=== AUFGABE ===
Fasse den Absatz im untersuchten Text, der mit „Und das Beste:“ beginnt, als kurze Liste zusammen. Seine wichtigsten Fakten sollen erhalten bleiben.

=== UNTERSUCHTER TEXT ===
******************************
Und selbst wenn, wen interessiert es?! Sie sehen total schick aus! Die Farben und Muster lassen sich vielseitig mit meiner Alltagsgarderobe stylen und machen gute Laune.

Und das Beste: Seitdem ich meine medizinische Kompression trage, habe ich spürbar weniger Schmerzen. Auch die Kniefunktionszone, die mir meine Fachkraft im Sanitätshaus empfohlen hat, ist großartig! Ich kann mich dadurch flexibler bewegen und meine medizinische Kompression ist angenehmer zu tragen – super praktisch, da ich viel auf Reisen und in Bewegung bin.“

Sie sind dieses Jahr auch das erste Mal eines der Gesichter der mediven Design-Kampagne. Weshalb haben Sie sich für medi entschieden?

„Ich gehe nur sehr wenige Kooperationen ein. Ich bin keine klassische Influencerin – bei mir darf niemand Rabatt-Codes erwarten oder Werbung für Produkte und Unternehmen, hinter denen ich nicht 100-prozentig stehe! Mir ist wichtig, vom Produkt und Unternehmen absolut überzeugt und Fan zu sein!
******************************
=== VORLIEGENDE DATEN ===
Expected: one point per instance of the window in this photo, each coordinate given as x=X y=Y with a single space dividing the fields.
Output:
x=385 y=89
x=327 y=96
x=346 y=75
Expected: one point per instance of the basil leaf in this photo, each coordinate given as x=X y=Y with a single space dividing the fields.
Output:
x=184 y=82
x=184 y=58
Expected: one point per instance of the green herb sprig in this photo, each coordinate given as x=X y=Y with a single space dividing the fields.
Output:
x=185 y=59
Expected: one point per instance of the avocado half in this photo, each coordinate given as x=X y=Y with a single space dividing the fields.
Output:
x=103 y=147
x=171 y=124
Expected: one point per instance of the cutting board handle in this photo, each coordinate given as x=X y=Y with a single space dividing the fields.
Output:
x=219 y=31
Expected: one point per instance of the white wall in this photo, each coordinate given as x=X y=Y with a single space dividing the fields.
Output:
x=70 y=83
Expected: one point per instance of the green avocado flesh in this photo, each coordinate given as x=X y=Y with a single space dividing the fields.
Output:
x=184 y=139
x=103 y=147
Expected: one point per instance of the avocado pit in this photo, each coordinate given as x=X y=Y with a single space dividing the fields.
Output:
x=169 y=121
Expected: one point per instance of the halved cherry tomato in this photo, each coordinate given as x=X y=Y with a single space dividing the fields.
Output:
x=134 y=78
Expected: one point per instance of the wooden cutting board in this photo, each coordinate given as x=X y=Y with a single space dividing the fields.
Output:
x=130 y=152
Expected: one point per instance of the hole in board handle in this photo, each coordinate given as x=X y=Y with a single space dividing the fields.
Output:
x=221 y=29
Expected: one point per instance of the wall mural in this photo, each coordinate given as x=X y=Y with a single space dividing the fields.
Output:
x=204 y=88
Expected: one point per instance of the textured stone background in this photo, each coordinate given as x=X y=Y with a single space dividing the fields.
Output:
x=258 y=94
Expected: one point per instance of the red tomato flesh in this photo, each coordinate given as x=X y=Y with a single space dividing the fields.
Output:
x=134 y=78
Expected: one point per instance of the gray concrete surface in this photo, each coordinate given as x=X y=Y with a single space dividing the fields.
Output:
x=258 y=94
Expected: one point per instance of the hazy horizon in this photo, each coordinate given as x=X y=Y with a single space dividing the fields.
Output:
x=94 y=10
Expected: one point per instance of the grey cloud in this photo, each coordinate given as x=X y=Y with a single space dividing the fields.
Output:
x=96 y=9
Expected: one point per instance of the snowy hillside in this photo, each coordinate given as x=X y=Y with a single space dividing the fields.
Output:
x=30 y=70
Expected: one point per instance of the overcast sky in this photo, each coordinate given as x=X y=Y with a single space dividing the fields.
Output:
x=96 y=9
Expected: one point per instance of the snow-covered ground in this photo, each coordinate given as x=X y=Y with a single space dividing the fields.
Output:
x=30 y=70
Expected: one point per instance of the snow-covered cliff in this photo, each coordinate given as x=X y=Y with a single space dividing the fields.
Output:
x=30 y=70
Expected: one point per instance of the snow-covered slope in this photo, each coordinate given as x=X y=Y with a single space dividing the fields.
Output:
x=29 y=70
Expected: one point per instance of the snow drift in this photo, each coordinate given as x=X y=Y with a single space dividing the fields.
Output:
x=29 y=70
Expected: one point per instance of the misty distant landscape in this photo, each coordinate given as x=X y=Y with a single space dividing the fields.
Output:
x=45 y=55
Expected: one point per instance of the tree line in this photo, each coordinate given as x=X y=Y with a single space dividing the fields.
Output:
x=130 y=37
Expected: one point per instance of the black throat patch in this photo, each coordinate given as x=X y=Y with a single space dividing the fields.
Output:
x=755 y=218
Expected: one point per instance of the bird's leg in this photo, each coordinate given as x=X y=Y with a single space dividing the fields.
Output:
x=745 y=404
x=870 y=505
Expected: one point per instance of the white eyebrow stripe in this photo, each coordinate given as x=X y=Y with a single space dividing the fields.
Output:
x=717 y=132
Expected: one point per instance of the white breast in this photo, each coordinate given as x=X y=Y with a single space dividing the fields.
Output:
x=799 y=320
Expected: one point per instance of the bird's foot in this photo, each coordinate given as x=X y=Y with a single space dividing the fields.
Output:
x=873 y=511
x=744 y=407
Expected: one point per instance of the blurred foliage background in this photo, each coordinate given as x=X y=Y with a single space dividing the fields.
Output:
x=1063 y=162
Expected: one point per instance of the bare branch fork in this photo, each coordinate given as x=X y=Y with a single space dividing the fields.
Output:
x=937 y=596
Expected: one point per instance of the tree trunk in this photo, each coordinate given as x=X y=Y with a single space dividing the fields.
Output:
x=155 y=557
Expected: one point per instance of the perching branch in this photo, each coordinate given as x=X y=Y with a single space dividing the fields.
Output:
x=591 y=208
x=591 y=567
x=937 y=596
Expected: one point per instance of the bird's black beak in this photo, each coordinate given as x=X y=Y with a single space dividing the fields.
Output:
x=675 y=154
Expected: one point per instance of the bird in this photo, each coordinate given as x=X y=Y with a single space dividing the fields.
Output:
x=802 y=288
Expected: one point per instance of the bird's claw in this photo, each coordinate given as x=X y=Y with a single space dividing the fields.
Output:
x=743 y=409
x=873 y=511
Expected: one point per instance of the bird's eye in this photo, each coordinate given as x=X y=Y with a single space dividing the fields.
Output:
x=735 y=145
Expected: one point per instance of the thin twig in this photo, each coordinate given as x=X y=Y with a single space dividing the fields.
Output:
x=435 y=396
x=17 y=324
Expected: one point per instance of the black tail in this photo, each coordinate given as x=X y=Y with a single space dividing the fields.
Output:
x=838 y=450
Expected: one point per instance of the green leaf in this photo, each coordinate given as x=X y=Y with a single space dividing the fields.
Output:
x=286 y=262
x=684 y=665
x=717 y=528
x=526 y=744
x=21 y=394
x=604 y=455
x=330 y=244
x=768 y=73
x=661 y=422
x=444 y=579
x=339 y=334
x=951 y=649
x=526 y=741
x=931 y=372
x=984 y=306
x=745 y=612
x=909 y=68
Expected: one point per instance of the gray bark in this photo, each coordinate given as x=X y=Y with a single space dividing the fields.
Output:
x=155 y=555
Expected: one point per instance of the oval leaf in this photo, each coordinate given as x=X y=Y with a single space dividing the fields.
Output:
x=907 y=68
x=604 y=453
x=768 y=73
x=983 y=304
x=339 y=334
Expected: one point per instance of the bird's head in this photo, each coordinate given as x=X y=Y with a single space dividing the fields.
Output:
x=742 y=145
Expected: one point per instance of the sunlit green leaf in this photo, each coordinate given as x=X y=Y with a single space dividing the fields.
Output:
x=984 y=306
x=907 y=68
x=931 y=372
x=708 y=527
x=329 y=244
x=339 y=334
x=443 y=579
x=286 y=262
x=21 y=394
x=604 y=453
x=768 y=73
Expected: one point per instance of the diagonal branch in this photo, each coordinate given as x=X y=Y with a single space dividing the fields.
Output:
******************************
=== LÖSUNG ===
- Seit ich meine medizinische Kompression trage, habe ich spürbar weniger Schmerzen.
- Die Fachkraft im Sanitätshaus hat mir die Kniefunktionszone empfohlen, und sie ist großartig.
- Dadurch kann ich mich flexibler bewegen, und die Kompression ist angenehmer zu tragen.
- Das ist sehr praktisch, weil ich viel auf Reisen und in Bewegung bin.